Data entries
* * * *
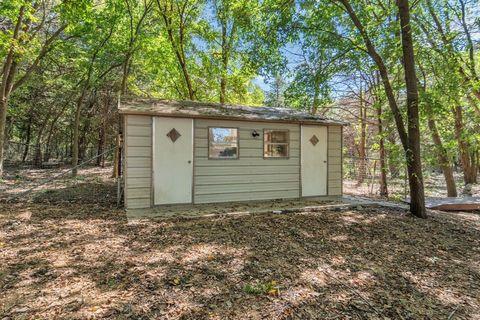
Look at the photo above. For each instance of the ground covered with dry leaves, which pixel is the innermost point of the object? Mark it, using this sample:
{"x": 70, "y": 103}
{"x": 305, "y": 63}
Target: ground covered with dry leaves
{"x": 69, "y": 253}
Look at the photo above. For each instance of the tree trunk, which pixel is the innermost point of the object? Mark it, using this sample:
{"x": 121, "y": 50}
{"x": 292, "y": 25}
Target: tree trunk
{"x": 414, "y": 164}
{"x": 76, "y": 133}
{"x": 362, "y": 170}
{"x": 3, "y": 124}
{"x": 28, "y": 138}
{"x": 383, "y": 167}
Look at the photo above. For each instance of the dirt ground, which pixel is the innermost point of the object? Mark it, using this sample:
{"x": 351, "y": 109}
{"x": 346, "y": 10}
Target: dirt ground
{"x": 68, "y": 253}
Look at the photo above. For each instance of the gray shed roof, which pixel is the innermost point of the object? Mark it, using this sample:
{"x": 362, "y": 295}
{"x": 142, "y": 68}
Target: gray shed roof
{"x": 194, "y": 109}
* * * *
# [Work task]
Nothing but the records, restated word for word and stripped of images, belongs in the answer.

# [Final answer]
Look at the photo above. For each instance of the ground covered with dry leaves, which pixel is the innermost point of the object? Mark it, using this sample:
{"x": 70, "y": 103}
{"x": 305, "y": 63}
Target: ground covered with dry leaves
{"x": 69, "y": 253}
Look at the photo above. For each instance of the tree trunk, which pixel is the innermost point of the object? Mark it, using this sample:
{"x": 121, "y": 50}
{"x": 292, "y": 25}
Target: tree trunk
{"x": 414, "y": 164}
{"x": 76, "y": 133}
{"x": 362, "y": 170}
{"x": 3, "y": 124}
{"x": 28, "y": 138}
{"x": 383, "y": 167}
Look at the photo above. For each instance of the dirt ground, which pixel is the innermost point of the object? Mark it, using this sample:
{"x": 351, "y": 109}
{"x": 346, "y": 10}
Target: dirt ground
{"x": 68, "y": 253}
Look at the photo above. For each instance of the gray shed roof, which pixel is the innermost point of the object? Mark it, using this sample:
{"x": 362, "y": 295}
{"x": 142, "y": 68}
Target: gray shed roof
{"x": 194, "y": 109}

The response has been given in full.